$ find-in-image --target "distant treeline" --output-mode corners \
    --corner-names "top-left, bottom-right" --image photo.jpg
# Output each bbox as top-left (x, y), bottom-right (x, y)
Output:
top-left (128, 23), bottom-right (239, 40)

## Activity
Would you show every line in the data above that contains the string "image"?

## Reply
$ find-in-image --target "distant treeline" --output-mode corners \
    --corner-names "top-left, bottom-right" --image photo.jpg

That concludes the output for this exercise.